▶ _Votre tâche_:
Pourriez-vous réécrire le passage de l'article sur la CPI allant de « Longues procédures pénales, lenteur » à « limitent son action. » en y remplaçant « lenteur » par « complexité » ?

▶ _Texte retenu_:
────────────────────

Les limites de la CPI face à un monde arabe en pleine mutation

Longues procédures pénales, lenteur de la bureaucratie, lancement d’une enquête en coopération avec les États concernés... La Cour pénale internationale fait face à de multiples obstacles qui limitent son action.

Le tribunal de La Haye vu de l’intérieur. Photo AFP

Depuis plusieurs mois déjà, le monde arabe fait face à des changements qui continuent de bouleverser la donne géopolitique dans la région. En Libye et en Syrie surtout, les revendications populaires prodémocratie et leurs répressions ont donné lieu à toutes sortes de réactions et d’hypothèses de la part de dirigeants politiques et observateurs indépendants concernant les conséquences possibles de tels affrontements. Une partie de la communauté internationale continue de réclamer un durcissement des pressions contre Mouammar Kadhafi et Bachar el-Assad. Alors que la Cour pénale internationale (CPI) a émis, fin juin, des mandats d’arrêt à l’encontre du dirigeant libyen, de son fils Seif el-Islam et de Abdallah el-Senoussi, chef des services de renseignements, pour crimes contre l’humanité. De plus en plus de responsables et d’ONG appellent aujourd’hui à la délivrance d’un mandat d’arrêt international contre le dirigeant syrien, en plus des sanctions matérielles (gel des avoirs, interdiction de vendre des armes, etc.), le visant personnellement ainsi que plusieurs autres proches au sein du régime.

────────────────────

Données:
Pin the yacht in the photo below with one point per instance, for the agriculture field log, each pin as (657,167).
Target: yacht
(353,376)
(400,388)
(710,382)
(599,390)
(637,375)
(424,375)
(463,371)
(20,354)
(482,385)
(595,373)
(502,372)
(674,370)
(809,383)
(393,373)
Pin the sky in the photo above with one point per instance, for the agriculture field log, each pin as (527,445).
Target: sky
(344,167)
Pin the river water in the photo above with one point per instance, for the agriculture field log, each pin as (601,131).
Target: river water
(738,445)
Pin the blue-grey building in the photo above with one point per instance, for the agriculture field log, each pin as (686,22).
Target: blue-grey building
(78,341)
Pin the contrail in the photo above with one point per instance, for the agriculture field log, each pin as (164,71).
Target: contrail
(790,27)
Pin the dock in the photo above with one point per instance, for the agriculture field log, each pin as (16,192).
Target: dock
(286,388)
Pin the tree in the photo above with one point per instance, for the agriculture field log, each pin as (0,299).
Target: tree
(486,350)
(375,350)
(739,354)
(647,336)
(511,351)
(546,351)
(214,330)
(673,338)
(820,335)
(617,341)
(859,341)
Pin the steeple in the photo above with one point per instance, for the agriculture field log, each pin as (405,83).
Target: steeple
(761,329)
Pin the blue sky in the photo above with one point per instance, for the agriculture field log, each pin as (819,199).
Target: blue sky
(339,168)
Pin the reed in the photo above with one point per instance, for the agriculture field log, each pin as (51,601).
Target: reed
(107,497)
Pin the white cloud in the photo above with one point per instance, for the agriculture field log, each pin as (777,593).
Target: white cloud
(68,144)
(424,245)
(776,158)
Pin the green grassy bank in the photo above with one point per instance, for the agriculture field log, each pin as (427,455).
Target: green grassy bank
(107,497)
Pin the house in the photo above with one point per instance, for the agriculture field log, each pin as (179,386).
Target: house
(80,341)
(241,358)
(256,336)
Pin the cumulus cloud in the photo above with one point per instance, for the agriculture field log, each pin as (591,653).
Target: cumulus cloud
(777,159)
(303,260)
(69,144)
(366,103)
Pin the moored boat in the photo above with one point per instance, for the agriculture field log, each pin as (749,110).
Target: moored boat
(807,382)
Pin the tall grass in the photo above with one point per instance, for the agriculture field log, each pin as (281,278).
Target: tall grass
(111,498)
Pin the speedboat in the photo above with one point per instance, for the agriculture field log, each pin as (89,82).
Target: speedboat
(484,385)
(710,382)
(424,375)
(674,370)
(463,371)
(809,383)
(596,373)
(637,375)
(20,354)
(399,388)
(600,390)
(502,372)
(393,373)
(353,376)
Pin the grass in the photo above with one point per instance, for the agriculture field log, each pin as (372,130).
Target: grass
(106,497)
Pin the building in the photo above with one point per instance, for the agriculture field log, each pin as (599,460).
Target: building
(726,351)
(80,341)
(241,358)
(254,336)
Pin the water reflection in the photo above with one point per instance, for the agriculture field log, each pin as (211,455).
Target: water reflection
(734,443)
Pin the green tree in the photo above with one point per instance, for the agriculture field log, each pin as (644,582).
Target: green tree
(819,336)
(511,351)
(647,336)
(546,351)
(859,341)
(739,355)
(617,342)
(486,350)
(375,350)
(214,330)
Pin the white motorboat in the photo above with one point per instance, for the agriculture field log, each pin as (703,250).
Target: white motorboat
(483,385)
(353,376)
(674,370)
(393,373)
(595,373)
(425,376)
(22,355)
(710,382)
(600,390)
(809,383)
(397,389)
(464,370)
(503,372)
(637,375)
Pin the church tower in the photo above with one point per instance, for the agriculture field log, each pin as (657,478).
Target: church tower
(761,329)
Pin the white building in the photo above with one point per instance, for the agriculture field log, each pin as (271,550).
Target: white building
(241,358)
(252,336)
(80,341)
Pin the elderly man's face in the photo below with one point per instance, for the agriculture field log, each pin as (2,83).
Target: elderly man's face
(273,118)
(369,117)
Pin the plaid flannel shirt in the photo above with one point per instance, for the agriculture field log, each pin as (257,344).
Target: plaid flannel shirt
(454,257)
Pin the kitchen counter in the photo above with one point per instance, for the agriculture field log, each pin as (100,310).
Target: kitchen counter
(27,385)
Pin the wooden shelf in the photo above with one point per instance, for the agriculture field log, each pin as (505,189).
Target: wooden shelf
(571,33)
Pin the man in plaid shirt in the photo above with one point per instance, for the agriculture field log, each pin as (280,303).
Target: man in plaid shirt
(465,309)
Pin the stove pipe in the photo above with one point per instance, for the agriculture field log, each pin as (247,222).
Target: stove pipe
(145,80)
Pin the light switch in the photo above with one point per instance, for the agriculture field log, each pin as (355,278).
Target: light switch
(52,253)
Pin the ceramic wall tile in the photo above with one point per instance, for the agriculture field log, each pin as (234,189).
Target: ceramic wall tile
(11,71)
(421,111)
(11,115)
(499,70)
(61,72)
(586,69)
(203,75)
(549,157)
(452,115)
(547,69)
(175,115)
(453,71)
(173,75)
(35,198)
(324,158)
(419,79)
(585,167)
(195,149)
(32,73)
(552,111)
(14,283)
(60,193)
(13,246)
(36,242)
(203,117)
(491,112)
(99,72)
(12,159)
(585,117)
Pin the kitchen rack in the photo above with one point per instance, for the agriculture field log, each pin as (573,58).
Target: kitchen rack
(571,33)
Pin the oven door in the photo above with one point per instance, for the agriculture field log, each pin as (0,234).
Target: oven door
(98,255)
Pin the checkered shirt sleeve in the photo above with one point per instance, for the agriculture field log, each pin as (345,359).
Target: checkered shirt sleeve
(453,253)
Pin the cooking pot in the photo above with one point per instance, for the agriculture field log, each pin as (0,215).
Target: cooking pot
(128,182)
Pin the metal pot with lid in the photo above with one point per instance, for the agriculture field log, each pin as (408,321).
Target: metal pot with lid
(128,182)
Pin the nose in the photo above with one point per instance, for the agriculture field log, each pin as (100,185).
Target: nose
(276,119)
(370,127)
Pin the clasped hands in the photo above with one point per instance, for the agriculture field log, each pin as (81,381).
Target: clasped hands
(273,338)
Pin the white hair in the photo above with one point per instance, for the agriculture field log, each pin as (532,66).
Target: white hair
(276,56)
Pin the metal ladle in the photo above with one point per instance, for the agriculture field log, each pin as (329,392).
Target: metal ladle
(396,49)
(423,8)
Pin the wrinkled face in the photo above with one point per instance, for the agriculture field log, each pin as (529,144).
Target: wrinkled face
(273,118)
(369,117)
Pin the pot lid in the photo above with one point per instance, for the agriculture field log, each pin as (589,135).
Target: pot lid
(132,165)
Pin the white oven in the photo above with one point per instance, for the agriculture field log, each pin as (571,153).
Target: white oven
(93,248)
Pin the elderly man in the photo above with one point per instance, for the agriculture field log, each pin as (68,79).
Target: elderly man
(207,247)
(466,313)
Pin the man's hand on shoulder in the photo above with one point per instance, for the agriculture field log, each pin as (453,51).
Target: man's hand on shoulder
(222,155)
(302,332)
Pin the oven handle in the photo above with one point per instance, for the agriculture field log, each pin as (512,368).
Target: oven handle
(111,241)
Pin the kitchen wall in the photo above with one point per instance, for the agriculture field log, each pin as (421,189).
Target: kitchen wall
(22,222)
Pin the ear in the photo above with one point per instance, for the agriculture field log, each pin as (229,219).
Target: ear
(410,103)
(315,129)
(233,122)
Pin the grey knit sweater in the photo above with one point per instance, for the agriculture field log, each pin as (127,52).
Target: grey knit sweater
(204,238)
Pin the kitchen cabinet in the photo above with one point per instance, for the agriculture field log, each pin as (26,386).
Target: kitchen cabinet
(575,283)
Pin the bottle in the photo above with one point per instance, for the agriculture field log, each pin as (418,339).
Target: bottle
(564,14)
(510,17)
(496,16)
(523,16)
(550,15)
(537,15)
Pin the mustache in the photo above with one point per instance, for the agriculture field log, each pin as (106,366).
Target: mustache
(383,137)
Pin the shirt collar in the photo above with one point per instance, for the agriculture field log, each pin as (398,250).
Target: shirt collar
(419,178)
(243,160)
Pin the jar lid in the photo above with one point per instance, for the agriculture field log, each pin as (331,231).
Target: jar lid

────────────────────

▶ _Votre réponse_:
Longues procédures pénales, complexité de la bureaucratie, lancement d’une enquête en coopération avec les États concernés... La Cour pénale internationale fait face à de multiples obstacles qui limitent son action.